• Extract to read:

■ ■ ■ ■ ■ ■ ■

Using the Boruta algorithm to assess feature importance

In the previous steps, we removed two features due to near-zero variance and an additional nine due to high correlations (Pearson's |r| > 0.75). We then adopted the Boruta algorithm (R package Boruta) for random forest classifiers to evaluate which of the 20 remaining bioinformatic tools are predictive of pathogenicity in a given gene (Kursa and Rudnicki 2010). The Boruta algorithm adopts an “all-relevant” feature importance assessment using a robust permutation-based approach to identify features that are in some circumstances relevant to the classification outcome of interest, rather than attempting to achieve a minimal subset of features. Boruta judges importance by a feature's ability to outperform randomized instances of all the studied true features (referred to as shadow features). Shadow features are obtained for all 20 bioinformatic features by randomly shuffling each original feature's values across the observations, repeatedly. Informative features are then defined as features with a random forest Z-score distribution above that of the highest performing randomized feature (i.e., max shadow feature) (Kursa and Rudnicki 2010). The Z-scores reflected the mean decrease accuracy measure in R's randomForest function. Within the R package, we set our seed to be 15; to increase our confidence, we set our maxRuns to represent 1000 random forest runs (an order of magnitude greater than the default setting) and used the R randomForest default settings of ntree = 500 and mtry = 4. Thus, for a given gene, only the features that consistently achieve higher importance scores (Z-scores) than the Z-score distribution from the best-performing (max) shadow feature across all the random forest runs were selected as informative (Fig. 4).

We sought to minimize circularity in our feature evaluations by relying only on ExAC v1 and ExAC v2 singleton and rare (MAF < 0.05%) variants that would not have had major contribution to the training sets of these features. Taking the most consistently top ranked feature VEST 3.0, in its training it adopted missense variants with a minor allele frequency >1% among the Exome Sequencing Project (ESP6500) and 47,000 HGMD pathogenic missense variants (Carter et al. 2013). Although our study design sought to alleviate concerns about the total impact of circularity affecting feature evaluations, this effect remains an important consideration (Grimm et al. 2015).

■ ■ ■ ■ ■ ■ ■

• Listed records:
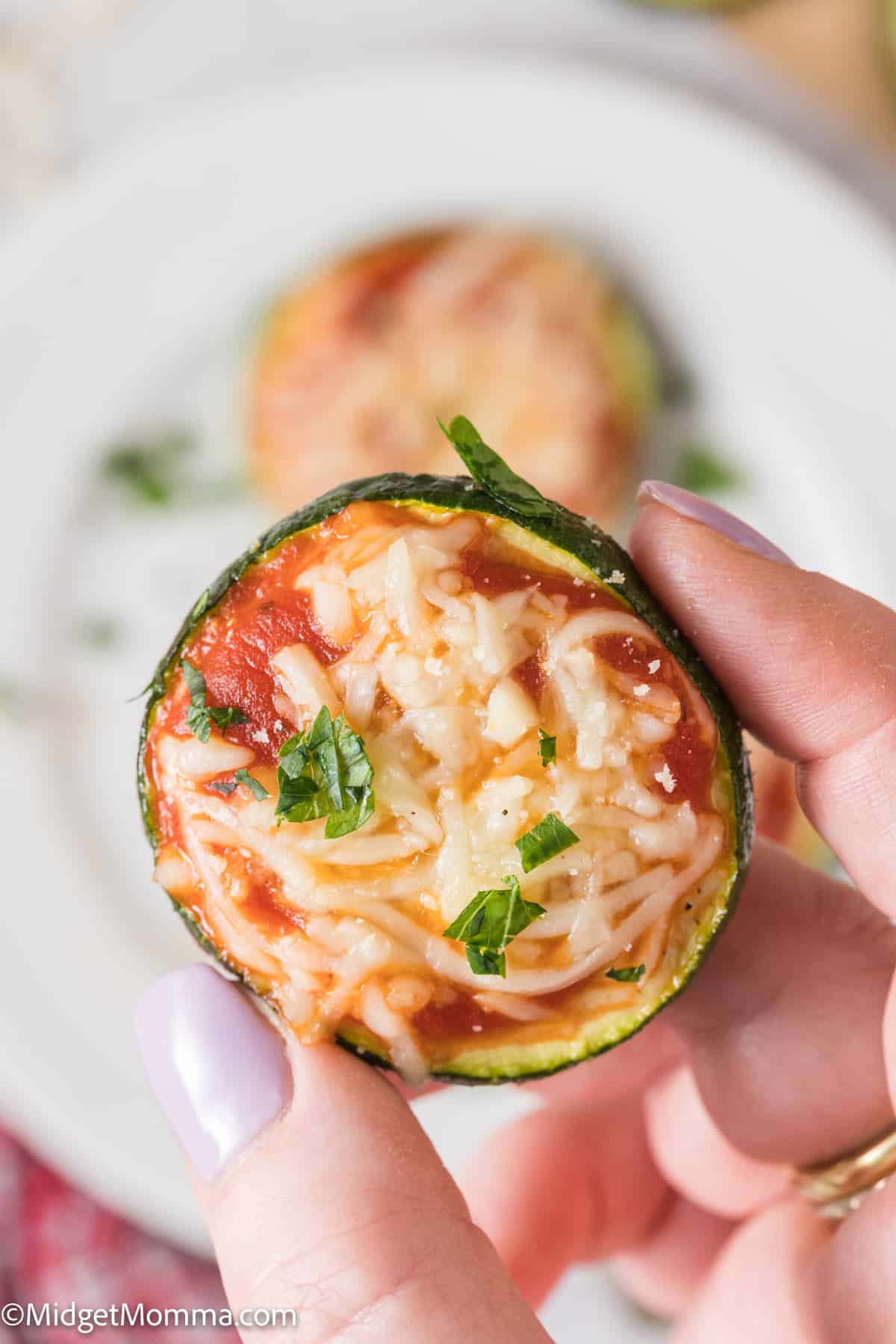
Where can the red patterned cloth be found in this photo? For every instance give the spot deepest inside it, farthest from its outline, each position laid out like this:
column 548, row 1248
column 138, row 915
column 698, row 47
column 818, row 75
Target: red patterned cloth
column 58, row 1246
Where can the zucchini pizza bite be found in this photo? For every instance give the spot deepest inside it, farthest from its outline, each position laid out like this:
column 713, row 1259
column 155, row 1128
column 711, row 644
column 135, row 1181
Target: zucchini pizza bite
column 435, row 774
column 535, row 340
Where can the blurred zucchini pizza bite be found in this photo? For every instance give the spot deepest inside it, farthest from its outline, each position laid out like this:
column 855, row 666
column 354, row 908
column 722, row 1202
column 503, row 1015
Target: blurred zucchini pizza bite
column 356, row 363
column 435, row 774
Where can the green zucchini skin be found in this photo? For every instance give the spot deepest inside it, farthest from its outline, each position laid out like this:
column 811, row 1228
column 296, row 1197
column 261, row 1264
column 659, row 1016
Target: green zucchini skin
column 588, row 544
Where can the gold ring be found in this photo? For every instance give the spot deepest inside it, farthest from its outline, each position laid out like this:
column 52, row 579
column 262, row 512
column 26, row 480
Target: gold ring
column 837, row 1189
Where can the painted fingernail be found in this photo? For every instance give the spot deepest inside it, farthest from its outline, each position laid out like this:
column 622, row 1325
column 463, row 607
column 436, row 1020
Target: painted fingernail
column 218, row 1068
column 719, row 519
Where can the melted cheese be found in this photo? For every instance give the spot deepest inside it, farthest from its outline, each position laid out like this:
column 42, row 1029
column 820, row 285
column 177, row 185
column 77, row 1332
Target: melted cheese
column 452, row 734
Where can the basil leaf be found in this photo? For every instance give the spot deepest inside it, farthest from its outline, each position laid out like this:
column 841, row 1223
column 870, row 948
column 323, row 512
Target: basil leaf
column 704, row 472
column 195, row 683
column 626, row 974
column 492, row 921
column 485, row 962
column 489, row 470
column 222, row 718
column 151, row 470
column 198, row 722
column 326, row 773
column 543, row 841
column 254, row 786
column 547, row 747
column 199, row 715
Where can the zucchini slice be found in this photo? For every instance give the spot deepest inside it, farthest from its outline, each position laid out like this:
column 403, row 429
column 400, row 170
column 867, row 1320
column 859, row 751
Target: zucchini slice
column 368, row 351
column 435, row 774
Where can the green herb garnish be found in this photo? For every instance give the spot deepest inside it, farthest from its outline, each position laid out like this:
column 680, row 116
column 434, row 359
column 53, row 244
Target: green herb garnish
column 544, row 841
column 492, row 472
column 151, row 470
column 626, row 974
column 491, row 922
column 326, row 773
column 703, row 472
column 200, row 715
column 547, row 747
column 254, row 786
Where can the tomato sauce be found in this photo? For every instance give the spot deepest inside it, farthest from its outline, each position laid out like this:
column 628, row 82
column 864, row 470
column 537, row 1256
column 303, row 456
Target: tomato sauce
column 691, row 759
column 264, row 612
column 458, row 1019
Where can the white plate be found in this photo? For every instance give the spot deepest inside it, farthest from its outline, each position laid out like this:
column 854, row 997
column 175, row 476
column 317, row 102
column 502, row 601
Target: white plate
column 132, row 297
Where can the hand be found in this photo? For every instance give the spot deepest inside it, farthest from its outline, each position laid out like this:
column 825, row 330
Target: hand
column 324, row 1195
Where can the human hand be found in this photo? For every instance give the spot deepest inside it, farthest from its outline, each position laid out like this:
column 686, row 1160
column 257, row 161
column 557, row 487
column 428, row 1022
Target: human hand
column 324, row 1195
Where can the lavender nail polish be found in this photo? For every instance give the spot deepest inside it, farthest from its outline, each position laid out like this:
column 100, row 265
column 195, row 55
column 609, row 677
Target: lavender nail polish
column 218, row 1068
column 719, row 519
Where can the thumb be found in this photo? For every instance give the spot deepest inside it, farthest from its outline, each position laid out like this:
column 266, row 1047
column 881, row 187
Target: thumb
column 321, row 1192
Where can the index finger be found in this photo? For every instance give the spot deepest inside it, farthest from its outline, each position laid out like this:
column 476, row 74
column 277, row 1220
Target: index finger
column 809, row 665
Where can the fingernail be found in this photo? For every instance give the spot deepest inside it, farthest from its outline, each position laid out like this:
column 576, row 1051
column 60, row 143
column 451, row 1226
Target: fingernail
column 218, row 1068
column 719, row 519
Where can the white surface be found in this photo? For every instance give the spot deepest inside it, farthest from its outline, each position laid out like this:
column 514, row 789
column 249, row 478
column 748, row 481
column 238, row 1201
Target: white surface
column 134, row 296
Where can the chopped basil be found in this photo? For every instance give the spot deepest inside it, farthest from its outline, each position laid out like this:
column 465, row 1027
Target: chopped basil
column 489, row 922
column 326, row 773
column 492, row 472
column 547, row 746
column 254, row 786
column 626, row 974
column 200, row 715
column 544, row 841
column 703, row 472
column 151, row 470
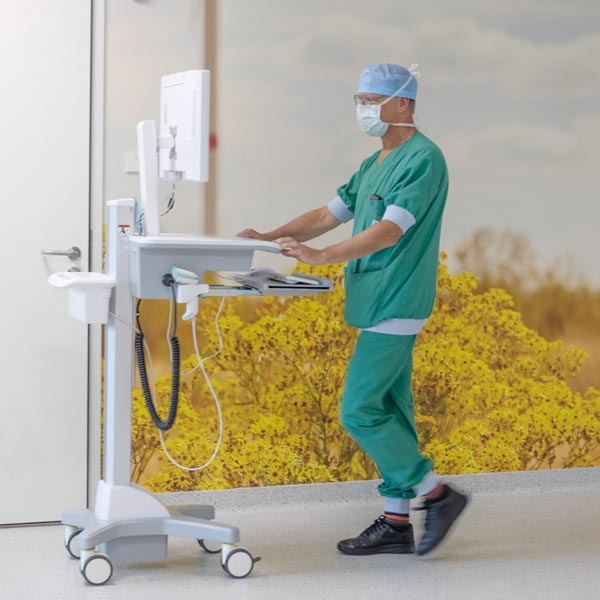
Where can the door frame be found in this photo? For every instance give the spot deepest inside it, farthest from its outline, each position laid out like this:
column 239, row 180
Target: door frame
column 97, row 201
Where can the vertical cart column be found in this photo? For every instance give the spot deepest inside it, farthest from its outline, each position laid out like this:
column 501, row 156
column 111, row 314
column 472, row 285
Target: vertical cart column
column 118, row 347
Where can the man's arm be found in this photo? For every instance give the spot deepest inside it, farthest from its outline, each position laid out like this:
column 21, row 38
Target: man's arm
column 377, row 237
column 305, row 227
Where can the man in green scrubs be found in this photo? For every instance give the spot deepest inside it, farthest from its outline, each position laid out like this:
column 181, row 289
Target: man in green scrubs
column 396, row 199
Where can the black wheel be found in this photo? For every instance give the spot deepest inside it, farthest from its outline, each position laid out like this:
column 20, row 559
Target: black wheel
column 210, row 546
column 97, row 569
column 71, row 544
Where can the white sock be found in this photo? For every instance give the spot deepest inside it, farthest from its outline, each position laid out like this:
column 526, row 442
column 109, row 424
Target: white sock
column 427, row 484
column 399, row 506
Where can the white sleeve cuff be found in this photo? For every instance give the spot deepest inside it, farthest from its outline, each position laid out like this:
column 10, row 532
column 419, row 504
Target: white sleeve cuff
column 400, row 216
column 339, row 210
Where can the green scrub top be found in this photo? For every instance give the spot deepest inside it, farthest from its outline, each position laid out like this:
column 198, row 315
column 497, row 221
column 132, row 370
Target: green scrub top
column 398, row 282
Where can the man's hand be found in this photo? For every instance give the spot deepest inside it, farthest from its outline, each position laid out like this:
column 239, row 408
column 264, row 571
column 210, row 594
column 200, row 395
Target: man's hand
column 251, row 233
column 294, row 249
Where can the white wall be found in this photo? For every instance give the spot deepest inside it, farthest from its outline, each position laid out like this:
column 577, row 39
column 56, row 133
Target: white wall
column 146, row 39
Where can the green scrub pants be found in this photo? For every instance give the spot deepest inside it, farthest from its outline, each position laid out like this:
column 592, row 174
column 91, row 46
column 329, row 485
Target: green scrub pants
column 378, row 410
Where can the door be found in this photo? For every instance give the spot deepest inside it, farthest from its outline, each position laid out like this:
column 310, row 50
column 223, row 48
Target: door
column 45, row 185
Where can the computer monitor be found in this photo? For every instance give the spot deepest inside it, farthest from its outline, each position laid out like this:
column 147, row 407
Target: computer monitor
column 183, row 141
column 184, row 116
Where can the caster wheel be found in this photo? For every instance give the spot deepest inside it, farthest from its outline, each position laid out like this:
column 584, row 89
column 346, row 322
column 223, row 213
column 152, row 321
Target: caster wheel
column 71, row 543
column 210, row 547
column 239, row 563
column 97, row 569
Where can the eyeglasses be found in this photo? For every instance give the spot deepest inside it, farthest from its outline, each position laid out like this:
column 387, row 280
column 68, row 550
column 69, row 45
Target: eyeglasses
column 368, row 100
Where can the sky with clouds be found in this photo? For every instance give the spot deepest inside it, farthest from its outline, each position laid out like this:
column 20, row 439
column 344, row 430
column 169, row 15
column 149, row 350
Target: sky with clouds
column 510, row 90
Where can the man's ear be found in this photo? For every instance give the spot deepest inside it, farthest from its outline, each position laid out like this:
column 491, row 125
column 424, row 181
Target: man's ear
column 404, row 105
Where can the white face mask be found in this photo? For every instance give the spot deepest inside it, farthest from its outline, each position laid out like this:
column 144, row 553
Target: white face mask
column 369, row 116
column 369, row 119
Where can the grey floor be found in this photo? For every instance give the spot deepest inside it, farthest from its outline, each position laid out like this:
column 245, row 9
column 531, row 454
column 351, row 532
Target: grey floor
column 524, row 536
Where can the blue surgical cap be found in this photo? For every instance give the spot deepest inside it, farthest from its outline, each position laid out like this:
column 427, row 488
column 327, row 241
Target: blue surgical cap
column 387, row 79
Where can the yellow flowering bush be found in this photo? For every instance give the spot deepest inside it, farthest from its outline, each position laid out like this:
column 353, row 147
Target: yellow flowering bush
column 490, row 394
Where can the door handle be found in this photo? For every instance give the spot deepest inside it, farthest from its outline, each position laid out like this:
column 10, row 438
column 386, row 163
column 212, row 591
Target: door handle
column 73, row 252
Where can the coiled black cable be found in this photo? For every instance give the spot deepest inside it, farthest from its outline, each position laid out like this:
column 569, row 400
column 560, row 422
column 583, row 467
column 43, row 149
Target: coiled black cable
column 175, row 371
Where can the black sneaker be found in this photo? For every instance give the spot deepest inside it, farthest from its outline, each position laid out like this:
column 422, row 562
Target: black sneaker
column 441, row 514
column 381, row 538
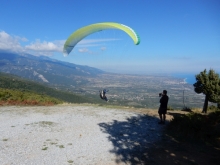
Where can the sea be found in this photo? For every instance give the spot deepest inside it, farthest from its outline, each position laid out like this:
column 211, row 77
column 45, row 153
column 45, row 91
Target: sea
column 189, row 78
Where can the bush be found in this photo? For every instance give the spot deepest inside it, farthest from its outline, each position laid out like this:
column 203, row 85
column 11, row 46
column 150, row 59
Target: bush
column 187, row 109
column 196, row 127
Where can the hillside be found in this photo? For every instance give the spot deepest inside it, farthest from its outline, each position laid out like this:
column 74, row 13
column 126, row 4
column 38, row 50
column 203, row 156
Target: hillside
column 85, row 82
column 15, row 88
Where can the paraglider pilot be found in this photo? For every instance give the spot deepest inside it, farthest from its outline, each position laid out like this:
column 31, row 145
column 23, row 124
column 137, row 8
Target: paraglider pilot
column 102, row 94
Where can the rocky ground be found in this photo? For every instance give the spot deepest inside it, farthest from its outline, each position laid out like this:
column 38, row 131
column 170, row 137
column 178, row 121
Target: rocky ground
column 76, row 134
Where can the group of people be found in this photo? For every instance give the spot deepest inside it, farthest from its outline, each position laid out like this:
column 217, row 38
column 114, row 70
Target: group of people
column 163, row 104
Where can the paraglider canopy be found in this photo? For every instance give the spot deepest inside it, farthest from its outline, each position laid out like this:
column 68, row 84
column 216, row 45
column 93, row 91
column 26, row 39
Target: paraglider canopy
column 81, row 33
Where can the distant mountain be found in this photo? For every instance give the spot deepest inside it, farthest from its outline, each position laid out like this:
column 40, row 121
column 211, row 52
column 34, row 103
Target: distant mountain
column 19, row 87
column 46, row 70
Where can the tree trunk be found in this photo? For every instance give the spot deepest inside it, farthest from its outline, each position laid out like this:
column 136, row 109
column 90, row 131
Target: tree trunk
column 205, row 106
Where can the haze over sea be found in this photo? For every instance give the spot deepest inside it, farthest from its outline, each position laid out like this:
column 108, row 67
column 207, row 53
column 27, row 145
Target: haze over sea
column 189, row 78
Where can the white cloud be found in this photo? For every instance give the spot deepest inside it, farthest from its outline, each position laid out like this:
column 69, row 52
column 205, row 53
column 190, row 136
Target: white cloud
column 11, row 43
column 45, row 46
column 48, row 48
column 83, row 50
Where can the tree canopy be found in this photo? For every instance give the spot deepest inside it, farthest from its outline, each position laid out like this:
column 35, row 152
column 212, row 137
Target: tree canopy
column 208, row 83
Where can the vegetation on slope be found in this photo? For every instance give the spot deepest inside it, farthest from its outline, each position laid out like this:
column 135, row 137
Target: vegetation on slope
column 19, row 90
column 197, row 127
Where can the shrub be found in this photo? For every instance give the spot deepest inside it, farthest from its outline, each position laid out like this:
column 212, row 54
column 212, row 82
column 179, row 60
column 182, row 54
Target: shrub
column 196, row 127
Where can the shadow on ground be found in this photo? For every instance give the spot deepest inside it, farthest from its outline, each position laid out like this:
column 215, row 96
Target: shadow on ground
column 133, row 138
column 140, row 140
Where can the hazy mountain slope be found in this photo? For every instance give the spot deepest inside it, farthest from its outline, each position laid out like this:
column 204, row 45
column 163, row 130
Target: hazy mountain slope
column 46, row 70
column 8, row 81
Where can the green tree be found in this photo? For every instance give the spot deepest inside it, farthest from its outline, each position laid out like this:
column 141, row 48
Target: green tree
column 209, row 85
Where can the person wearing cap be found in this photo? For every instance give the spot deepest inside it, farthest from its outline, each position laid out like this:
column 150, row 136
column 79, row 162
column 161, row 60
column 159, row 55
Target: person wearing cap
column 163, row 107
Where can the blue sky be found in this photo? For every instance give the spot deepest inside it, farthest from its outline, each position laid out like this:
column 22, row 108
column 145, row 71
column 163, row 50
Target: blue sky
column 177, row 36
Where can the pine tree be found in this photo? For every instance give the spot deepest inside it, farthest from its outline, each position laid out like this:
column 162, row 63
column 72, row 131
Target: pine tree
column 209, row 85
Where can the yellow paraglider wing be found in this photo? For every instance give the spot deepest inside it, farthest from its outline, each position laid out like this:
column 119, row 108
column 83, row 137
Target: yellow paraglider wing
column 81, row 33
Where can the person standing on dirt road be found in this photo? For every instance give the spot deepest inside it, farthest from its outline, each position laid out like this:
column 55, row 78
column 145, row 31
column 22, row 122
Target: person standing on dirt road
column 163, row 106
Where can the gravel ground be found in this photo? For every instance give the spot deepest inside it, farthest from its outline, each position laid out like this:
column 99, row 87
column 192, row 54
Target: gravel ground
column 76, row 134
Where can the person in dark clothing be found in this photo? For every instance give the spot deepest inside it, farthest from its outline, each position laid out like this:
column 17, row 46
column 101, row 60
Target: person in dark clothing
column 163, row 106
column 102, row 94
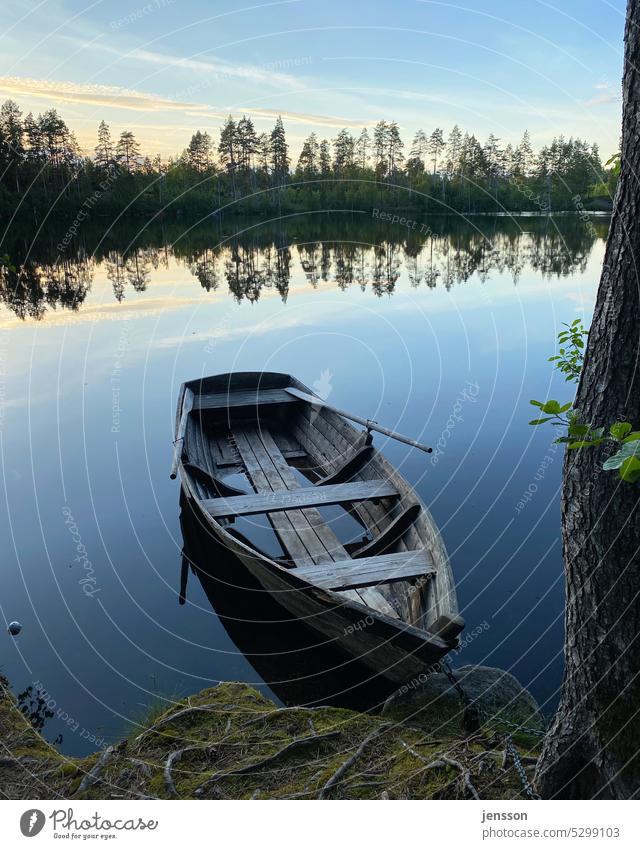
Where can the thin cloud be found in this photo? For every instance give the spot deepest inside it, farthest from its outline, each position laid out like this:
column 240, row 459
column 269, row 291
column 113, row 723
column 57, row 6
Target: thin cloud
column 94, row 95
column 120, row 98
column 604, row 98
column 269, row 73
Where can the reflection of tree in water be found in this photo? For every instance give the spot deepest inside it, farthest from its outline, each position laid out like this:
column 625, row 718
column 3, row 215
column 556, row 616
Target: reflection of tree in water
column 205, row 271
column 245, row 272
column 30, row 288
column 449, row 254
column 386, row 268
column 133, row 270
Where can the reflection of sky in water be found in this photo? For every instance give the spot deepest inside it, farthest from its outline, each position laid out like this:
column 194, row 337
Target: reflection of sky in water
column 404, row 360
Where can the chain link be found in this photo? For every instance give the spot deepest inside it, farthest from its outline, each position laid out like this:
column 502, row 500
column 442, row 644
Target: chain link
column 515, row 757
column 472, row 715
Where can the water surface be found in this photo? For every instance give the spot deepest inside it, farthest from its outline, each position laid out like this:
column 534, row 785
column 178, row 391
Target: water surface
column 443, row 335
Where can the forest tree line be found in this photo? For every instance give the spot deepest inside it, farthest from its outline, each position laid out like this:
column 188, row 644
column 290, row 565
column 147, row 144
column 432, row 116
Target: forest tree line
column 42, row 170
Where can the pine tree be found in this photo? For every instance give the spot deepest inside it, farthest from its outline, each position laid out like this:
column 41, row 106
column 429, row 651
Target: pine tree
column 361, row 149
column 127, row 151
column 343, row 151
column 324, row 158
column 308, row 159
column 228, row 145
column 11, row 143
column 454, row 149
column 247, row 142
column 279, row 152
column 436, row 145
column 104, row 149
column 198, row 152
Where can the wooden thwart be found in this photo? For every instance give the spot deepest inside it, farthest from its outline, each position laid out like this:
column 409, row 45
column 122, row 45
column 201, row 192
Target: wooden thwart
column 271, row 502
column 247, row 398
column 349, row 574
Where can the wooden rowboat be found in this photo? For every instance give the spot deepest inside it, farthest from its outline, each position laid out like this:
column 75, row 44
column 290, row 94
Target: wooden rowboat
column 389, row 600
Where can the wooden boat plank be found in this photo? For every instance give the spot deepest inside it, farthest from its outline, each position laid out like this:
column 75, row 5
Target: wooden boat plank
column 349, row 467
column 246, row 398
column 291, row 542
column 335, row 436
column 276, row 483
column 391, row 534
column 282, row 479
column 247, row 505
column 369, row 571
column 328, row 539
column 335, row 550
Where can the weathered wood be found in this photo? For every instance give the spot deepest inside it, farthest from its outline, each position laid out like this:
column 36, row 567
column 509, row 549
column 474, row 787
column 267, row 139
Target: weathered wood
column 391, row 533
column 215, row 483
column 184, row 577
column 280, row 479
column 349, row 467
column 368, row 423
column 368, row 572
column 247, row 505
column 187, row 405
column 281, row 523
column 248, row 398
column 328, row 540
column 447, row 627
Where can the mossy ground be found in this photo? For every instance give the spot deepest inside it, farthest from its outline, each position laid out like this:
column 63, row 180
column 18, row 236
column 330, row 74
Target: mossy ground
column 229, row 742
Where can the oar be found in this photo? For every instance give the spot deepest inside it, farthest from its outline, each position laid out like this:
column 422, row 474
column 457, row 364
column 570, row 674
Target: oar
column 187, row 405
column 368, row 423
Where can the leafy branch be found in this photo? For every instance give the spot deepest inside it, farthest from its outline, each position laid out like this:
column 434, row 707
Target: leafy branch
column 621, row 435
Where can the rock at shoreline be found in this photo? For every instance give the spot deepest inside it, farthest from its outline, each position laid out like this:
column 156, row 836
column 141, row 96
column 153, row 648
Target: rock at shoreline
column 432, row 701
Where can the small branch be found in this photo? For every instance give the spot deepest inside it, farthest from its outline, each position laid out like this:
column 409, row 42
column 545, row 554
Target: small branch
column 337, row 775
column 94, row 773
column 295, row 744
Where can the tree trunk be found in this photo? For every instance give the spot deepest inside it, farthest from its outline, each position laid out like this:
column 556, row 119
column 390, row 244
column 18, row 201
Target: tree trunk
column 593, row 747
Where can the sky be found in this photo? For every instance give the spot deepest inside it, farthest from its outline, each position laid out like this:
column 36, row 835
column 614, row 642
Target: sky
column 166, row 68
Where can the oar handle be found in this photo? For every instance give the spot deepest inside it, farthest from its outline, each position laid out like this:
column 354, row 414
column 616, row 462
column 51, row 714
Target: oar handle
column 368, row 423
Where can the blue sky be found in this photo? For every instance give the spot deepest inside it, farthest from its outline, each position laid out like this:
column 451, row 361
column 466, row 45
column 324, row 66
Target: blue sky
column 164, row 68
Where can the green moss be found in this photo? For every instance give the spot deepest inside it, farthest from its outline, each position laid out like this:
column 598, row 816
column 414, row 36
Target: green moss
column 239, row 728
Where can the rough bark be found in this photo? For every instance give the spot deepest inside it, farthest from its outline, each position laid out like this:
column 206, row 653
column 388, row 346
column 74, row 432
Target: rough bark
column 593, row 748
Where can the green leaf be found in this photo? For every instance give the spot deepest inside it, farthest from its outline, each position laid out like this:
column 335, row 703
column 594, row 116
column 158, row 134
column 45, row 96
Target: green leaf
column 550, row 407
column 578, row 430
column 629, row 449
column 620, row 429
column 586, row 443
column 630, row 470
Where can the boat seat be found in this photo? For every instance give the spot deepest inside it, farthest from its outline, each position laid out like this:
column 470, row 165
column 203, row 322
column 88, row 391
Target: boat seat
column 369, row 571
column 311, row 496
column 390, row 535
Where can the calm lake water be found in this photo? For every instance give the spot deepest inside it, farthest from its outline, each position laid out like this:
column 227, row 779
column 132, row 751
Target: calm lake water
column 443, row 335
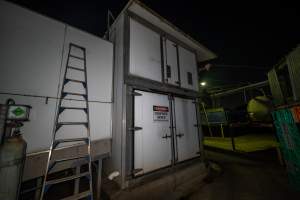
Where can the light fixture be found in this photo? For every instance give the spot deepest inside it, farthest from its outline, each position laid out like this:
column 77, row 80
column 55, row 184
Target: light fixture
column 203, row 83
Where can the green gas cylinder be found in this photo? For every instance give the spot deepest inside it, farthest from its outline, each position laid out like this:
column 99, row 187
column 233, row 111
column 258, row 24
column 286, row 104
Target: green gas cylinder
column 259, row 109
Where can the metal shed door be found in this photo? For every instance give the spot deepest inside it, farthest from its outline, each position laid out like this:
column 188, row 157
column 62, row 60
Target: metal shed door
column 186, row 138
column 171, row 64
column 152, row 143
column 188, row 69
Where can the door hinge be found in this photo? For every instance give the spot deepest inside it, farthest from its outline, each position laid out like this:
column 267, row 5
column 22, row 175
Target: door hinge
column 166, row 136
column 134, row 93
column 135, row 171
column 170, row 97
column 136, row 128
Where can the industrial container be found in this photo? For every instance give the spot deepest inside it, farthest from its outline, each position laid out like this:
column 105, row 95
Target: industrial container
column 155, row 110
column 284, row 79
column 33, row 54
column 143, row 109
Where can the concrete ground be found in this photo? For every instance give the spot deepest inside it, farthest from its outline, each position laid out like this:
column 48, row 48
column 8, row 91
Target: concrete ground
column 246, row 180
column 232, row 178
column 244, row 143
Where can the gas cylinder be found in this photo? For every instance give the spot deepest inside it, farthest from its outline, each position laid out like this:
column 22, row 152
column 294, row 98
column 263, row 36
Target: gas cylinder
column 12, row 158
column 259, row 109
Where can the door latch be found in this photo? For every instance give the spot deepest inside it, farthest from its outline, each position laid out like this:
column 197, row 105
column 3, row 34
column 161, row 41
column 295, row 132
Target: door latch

■ ■ ■ ■ ■ ■ ■

• List of tasks:
• A. In the passage on the Boruta algorithm, how many random forest runs was maxRuns set to represent?
• B. Rewrite the stretch of the Boruta algorithm passage from "We sought to" through "et al. 2015).", changing "circularity" to "bias".

• Outputs in order:
• A. 1000 random forest runs.

• B.
We sought to minimize bias in our feature evaluations by relying only on ExAC v1 and ExAC v2 singleton and rare (MAF < 0.05%) variants that would not have had major contribution to the training sets of these features. Taking the most consistently top ranked feature VEST 3.0, in its training it adopted missense variants with a minor allele frequency >1% among the Exome Sequencing Project (ESP6500) and 47,000 HGMD pathogenic missense variants (Carter et al. 2013). Although our study design sought to alleviate concerns about the total impact of bias affecting feature evaluations, this effect remains an important consideration (Grimm et al. 2015).